(Records for the exercise):

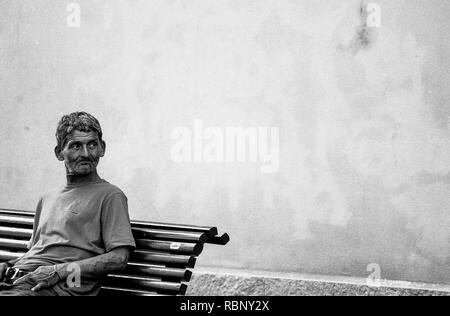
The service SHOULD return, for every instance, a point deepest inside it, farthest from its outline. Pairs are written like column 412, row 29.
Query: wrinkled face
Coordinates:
column 81, row 152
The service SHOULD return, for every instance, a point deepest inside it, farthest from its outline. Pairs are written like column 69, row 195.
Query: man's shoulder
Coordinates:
column 109, row 189
column 102, row 187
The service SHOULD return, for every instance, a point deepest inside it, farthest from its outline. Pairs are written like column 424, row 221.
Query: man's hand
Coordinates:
column 44, row 277
column 3, row 267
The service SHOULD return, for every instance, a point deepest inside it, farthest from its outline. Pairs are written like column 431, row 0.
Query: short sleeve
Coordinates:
column 116, row 227
column 37, row 216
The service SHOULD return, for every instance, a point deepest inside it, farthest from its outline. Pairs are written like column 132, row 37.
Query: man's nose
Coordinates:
column 85, row 152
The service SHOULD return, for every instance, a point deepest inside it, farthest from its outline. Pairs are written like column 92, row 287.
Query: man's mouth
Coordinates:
column 85, row 163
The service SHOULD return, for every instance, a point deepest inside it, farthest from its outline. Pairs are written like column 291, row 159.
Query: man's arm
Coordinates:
column 48, row 276
column 98, row 266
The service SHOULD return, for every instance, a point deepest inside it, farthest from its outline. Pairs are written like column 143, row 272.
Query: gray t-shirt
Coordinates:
column 77, row 222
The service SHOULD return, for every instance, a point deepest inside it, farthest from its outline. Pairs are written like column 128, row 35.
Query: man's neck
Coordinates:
column 82, row 178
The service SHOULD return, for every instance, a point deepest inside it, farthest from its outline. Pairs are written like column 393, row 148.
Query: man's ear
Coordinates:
column 103, row 149
column 58, row 153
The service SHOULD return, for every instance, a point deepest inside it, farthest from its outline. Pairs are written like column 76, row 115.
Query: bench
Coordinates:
column 161, row 264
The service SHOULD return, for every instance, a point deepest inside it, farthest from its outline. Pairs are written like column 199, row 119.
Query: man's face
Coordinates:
column 81, row 152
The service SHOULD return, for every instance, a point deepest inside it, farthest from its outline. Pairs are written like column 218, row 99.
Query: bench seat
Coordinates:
column 160, row 265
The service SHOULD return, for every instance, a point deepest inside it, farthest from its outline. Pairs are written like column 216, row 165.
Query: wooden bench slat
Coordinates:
column 16, row 212
column 210, row 231
column 8, row 255
column 144, row 283
column 163, row 258
column 169, row 246
column 16, row 232
column 6, row 243
column 117, row 291
column 169, row 235
column 17, row 220
column 137, row 269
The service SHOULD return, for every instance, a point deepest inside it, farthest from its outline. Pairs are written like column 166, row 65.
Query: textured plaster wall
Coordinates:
column 363, row 113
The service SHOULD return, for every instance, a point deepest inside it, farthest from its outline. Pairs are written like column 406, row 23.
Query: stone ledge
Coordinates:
column 228, row 284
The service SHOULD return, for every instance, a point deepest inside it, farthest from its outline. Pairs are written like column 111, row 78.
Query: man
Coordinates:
column 82, row 227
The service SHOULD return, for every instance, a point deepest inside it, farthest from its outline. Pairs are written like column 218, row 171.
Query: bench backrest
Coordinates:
column 160, row 265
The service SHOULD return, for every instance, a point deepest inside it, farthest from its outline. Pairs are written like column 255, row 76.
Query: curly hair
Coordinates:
column 81, row 121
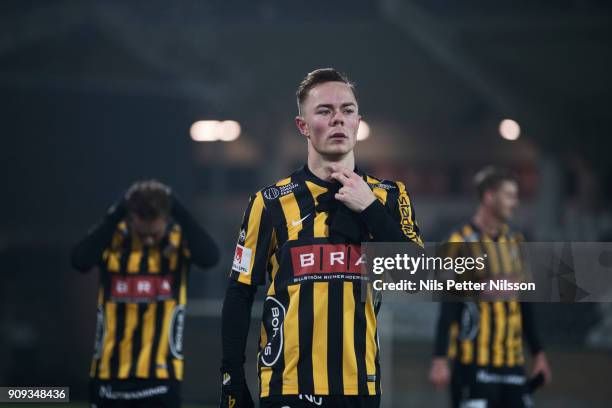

(Your goal): Output the stretch of the listing from the line containing "393, row 148." through the line containing "column 82, row 227" as a two-column CSV with headers input and output. Each row should pair one text with the coordinates that answer it, each in a single quoted field with line breaks replaced by spaces.

(Written solution):
input,output
"The service SHOULD return, for every instance, a point deepest inside it, farthest from its outline. Pairs are written like column 393, row 148. Query: man's ear Coordinates:","column 103, row 149 column 58, row 153"
"The service SHOULD return, for every instance, a point deepest inside it, farthest from its outline. Pairs are written like column 76, row 115. Query: bench Coordinates:","column 161, row 264"
"The service SHOULD return, for every instance, a point deepest inside it, farthest from its outline. Pairs are written like column 199, row 119. Query: man's face Coordinates:","column 81, row 152"
"The service SHOULD return, for every instance, a point deepest inside it, farthest from its outline. Pairs are written like column 218, row 99. Query: bench seat Coordinates:","column 160, row 265"
"The service SHOULD return, for every instance, a point deepest inside it, farthest from its outline. Pairs are written like column 216, row 165. Query: wooden bench slat Coordinates:","column 16, row 212 column 210, row 231 column 8, row 255 column 144, row 283 column 163, row 258 column 169, row 246 column 16, row 232 column 6, row 243 column 117, row 291 column 169, row 235 column 17, row 220 column 137, row 269"
"The service SHOULD return, for every instance, a point deepest inside it, farthest from its outline. Pairs are written like column 166, row 65. Query: textured plaster wall Coordinates:","column 363, row 113"
"The service SHOULD return, for every instance, a point deepest inside it, farthest from its outline. Pairs are written like column 406, row 23. Query: stone ledge Coordinates:","column 228, row 284"
"The service SHOULD return, for every instance, a point deepest inside it, farthest from its outline. Pairs are written like column 111, row 78. Query: man Coordinates:","column 82, row 227"